# GIVEN RECORDS:
┌──

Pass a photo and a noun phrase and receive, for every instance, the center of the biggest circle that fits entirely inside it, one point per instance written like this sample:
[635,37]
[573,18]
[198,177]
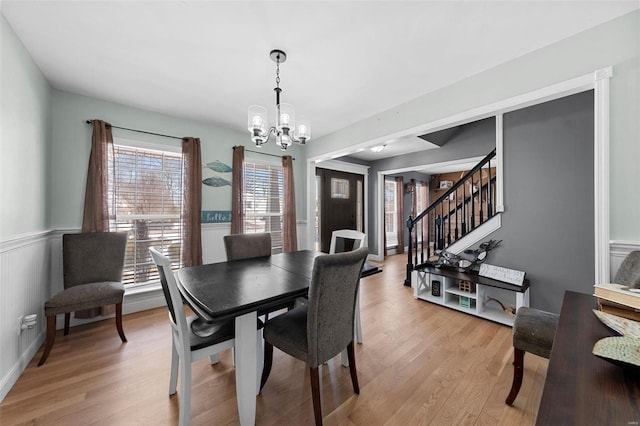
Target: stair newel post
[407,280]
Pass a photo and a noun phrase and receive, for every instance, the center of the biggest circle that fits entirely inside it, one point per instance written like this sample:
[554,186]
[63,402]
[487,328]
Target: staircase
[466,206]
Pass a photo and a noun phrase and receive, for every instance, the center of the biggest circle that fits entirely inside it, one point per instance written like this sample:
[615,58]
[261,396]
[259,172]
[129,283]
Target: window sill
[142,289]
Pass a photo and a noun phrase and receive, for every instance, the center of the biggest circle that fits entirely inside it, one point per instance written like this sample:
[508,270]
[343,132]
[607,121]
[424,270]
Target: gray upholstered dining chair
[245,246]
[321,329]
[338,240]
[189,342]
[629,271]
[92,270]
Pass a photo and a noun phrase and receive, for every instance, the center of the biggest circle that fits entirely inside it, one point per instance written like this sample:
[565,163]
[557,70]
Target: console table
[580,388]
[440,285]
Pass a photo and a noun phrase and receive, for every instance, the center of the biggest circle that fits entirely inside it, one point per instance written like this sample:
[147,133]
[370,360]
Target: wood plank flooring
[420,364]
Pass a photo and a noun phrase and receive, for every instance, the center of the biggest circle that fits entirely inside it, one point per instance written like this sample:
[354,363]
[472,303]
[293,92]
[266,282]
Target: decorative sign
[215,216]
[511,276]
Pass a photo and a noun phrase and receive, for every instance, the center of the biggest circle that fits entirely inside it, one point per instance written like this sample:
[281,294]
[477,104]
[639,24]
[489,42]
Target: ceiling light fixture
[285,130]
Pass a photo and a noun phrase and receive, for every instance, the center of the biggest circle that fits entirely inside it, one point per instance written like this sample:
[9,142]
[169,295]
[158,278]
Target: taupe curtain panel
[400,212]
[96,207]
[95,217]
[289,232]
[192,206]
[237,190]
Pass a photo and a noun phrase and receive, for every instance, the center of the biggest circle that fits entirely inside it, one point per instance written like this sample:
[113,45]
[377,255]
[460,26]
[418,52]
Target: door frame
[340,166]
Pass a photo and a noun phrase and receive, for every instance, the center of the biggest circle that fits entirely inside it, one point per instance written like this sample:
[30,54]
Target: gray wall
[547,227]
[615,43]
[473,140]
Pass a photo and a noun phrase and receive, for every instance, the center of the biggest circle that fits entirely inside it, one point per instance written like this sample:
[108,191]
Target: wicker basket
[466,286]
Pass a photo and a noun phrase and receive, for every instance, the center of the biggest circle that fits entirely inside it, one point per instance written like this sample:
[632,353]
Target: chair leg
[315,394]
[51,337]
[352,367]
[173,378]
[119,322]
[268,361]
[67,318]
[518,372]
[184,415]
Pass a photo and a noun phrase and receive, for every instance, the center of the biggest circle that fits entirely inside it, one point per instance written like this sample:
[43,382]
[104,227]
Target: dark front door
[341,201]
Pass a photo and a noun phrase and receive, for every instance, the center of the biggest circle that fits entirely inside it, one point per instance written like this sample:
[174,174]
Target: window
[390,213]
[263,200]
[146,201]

└──
┌──

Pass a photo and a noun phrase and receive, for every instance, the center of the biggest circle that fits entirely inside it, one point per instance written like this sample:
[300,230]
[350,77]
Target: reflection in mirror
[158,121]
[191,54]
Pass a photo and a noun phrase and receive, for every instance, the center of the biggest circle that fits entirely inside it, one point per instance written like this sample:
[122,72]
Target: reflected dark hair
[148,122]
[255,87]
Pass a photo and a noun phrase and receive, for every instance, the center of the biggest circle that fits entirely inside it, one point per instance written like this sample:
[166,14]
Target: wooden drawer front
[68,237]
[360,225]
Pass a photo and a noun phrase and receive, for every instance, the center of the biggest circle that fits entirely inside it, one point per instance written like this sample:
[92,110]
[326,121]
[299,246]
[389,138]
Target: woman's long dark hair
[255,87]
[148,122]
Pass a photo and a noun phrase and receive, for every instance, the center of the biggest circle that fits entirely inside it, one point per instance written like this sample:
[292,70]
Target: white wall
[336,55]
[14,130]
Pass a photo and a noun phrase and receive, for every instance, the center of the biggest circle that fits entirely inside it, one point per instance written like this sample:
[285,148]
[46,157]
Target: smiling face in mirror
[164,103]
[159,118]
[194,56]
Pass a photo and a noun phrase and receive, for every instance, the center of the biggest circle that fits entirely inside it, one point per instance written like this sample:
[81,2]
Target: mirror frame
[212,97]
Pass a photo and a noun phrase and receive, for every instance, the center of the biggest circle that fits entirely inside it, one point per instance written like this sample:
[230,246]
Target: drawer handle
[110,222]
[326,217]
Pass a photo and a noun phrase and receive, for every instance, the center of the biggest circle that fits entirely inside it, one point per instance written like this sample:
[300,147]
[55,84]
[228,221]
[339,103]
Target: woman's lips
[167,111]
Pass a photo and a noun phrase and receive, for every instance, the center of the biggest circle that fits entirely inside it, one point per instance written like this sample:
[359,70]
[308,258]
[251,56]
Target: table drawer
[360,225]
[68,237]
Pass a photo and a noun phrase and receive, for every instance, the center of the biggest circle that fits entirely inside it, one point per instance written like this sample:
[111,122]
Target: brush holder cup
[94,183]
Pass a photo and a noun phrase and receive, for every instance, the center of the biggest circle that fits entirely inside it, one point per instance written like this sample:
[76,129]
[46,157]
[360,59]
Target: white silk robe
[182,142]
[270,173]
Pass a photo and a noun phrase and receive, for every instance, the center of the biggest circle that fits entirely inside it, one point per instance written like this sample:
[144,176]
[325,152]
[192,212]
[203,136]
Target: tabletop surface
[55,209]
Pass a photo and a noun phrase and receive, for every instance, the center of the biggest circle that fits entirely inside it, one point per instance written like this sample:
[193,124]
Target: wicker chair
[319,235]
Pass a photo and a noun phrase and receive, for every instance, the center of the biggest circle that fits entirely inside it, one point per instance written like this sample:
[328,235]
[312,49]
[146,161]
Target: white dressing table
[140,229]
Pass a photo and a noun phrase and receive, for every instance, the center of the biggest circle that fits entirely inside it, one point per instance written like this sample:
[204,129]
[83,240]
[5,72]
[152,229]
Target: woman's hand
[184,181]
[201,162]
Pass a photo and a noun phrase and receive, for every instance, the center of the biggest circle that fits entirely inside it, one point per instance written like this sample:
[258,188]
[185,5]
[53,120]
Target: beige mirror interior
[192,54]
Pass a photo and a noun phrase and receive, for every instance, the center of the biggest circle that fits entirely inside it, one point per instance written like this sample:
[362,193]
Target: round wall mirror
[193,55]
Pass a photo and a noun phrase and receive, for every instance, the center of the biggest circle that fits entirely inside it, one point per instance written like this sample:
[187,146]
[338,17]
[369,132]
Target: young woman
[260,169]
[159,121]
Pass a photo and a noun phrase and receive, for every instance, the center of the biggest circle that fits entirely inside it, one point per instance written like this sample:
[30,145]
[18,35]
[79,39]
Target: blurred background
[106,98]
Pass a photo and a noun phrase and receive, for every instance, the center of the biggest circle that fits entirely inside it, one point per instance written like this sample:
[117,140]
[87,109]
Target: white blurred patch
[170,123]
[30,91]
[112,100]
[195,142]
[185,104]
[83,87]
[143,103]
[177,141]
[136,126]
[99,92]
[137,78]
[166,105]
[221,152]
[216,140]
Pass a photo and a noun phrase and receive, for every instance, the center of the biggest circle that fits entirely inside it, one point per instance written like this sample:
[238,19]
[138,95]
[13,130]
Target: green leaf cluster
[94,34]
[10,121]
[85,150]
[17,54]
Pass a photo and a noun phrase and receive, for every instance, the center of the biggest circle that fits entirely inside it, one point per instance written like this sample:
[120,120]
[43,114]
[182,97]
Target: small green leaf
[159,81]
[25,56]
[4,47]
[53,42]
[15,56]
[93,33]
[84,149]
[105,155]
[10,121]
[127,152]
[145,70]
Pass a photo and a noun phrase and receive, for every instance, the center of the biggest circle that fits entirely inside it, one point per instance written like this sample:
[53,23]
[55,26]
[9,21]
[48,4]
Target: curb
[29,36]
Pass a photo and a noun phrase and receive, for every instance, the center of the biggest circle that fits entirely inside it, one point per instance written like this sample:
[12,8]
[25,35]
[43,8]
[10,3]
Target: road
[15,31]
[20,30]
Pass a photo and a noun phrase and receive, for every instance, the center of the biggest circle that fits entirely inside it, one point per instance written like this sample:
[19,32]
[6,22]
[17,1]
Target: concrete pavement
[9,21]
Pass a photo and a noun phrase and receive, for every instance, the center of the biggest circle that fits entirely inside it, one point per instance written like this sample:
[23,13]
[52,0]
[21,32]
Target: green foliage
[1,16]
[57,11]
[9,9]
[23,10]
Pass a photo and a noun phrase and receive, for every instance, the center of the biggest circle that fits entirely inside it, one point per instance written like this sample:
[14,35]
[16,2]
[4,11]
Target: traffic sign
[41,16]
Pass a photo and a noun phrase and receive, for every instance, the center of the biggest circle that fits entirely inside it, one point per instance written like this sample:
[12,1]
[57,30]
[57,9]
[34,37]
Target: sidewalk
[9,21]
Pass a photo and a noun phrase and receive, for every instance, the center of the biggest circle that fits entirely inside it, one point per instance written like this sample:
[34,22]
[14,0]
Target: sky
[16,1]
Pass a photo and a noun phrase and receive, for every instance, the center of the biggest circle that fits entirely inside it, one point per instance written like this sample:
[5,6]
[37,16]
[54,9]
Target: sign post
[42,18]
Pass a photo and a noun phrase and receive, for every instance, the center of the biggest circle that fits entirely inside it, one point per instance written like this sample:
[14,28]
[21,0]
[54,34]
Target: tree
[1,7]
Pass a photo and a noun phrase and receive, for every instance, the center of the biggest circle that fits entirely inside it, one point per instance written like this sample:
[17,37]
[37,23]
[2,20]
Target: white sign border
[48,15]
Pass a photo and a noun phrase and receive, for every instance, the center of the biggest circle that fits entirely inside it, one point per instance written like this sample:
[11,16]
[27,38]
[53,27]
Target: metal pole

└──
┌──

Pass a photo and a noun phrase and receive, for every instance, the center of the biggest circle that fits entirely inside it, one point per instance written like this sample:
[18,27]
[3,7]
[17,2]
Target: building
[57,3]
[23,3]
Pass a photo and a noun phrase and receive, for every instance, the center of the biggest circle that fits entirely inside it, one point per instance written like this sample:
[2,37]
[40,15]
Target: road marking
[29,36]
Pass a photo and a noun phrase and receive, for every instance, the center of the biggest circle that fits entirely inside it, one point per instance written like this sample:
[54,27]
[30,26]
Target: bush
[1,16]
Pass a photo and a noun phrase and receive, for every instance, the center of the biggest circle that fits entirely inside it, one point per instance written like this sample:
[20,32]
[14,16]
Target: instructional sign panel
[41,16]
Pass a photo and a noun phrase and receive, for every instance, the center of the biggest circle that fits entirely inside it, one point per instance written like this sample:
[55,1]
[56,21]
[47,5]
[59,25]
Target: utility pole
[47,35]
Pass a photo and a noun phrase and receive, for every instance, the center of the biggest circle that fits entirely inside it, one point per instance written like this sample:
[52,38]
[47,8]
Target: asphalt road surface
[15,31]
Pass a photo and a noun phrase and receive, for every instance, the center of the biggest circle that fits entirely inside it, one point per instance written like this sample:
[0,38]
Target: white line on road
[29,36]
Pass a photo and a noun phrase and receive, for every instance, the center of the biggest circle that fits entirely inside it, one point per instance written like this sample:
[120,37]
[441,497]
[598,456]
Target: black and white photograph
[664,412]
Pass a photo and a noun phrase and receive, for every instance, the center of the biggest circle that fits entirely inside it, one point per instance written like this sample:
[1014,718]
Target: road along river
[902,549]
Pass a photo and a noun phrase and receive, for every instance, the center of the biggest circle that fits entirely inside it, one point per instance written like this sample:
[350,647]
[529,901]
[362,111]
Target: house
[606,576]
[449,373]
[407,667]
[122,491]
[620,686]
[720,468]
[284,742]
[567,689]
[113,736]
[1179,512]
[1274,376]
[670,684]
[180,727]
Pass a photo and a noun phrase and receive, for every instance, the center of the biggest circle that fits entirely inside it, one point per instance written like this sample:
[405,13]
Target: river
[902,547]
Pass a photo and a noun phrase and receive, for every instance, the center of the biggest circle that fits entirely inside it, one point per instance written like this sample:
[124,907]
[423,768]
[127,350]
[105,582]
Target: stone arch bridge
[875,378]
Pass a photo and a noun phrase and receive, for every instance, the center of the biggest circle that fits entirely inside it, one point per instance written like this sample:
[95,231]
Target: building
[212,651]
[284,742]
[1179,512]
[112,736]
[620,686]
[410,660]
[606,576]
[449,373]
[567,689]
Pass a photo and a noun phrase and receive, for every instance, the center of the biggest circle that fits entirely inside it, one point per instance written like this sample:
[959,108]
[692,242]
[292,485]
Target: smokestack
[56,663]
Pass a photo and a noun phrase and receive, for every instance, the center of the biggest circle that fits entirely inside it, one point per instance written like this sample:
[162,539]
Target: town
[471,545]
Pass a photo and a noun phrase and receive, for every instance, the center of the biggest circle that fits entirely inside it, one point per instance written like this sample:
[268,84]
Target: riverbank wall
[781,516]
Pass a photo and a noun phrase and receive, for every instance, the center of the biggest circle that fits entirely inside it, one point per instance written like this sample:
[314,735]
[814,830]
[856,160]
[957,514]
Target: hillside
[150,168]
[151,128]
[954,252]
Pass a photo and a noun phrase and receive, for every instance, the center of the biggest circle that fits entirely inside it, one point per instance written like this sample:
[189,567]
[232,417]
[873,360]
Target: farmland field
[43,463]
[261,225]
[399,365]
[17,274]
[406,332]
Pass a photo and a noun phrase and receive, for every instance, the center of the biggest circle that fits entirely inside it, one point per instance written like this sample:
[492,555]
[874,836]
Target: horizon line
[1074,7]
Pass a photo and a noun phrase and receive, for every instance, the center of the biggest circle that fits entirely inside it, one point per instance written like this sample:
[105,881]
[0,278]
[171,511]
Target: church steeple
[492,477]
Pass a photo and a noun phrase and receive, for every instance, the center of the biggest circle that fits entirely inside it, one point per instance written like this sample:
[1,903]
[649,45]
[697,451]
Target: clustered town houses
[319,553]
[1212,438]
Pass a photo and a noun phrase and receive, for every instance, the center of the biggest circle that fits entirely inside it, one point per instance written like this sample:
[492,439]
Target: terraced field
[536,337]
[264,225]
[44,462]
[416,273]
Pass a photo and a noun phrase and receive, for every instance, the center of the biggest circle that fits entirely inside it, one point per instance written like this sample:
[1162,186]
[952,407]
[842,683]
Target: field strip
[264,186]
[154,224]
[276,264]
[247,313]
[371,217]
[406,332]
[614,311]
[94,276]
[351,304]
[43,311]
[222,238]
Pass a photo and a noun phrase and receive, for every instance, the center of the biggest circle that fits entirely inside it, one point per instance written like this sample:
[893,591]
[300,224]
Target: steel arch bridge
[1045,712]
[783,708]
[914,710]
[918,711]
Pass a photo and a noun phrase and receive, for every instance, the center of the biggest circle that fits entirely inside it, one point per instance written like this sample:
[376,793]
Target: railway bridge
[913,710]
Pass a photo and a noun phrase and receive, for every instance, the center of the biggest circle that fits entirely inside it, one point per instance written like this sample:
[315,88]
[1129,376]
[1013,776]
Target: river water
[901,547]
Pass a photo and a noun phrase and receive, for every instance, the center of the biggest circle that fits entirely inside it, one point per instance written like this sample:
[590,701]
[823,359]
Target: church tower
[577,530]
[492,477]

└──

# WHAT YOU HAVE TO DO:
Filter the material above, keeping only the lines that contain the string "surface", and copy each of those lines in full.

# ANSWER TO THIS EXERCISE:
Target: tabletop surface
Target: asphalt road surface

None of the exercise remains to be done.